Recharge for equivalent of 5m of fabric

32g Indigo

37g Carbonate of soda

19g lime

37g dates

Dilute the carbonate of soda into a paste and then add to the vat.

Add a little hot water to the lime and make into a paste. Crush the dates, add to the lime mix, then add to the vat. If the water in the vat has gone down by a litre or two, dilute the date and lime mixture with the 1-2 litres of hot water, then add to the vat

Crush up the indigo into a paste using some water from the vat. This helps the indigo to dissolve. Add to vat and stir. The vat should be ready the next day.

Technique No.3 - FRUIT VATS

BANANA VAT

30 old small bananas- riper the better

75g indigo cake

75g lime

28 litres water

PAPAYA/PEAR VAT

2.5kg ripe papaya or pears (skin and all)

95g indigo cake

55g lime

25 litres water 

25-30 litre Plastic bucket with lid or

25-30 Earthenware pot

1 Large & 1 small wooden / stainless steel spoon 1 saucer

1 litre mixing jug

Old dishcloth

Thick rubber gloves (from a garden centre) Clothing hangers or washing line

Clothes pegs

Ph testing paper

White vinegar / acetic acid

PREPARING THE VAT

Soak 100g of indigo cake in water in a saucer. The water should be enough to moisten the dry indigo cake.

---

Answer from the indigo vat instructions:
(a) How much lime goes into the recharge for the equivalent of 5m of fabric?
(b) How many litres of water does the banana vat call for?
(c) How much indigo cake is soaked in a saucer when preparing the vat?

* Raw data
---

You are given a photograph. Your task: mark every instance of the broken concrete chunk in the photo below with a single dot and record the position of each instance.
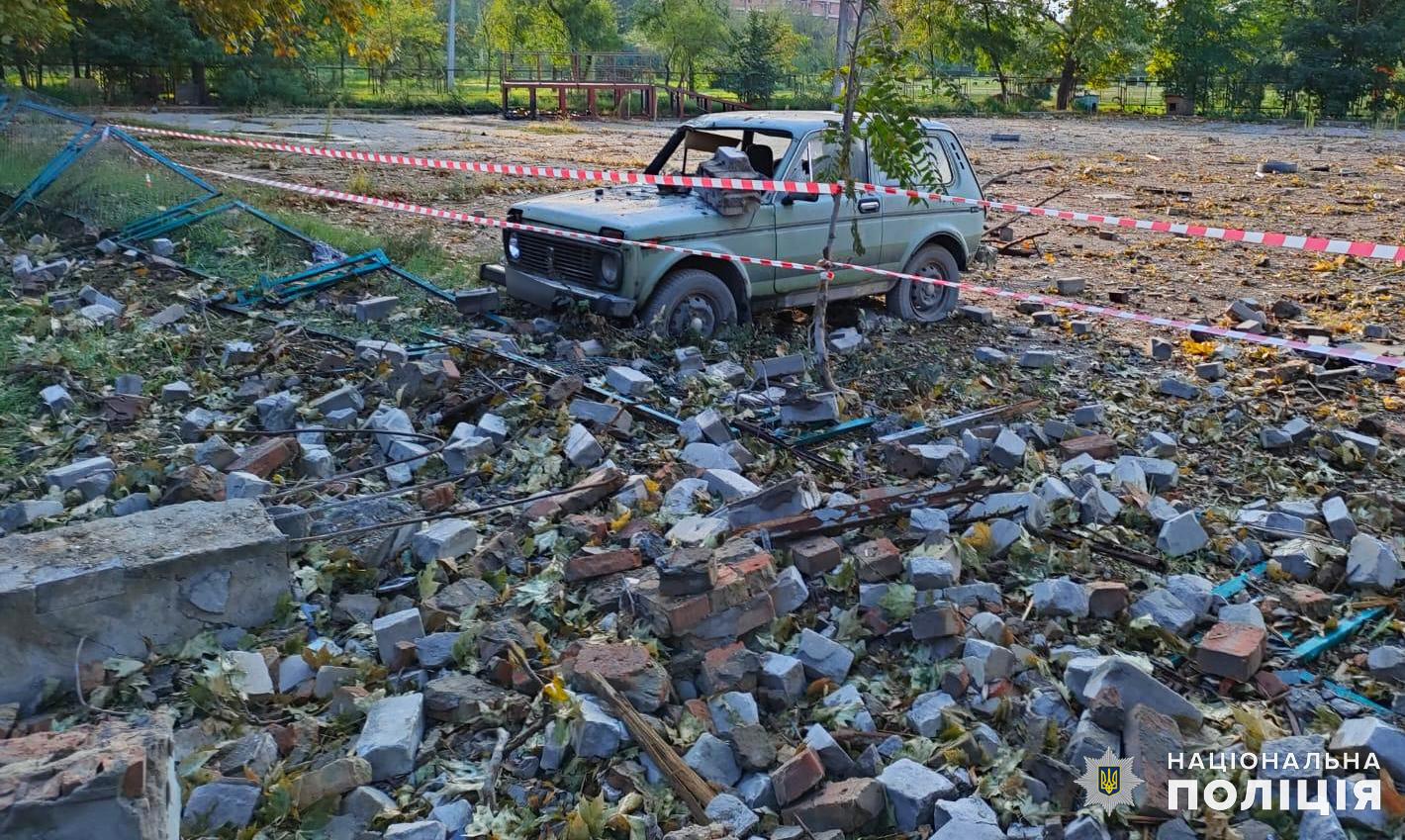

---

* Output of the task
(a) 19g
(b) 28 litres
(c) 100g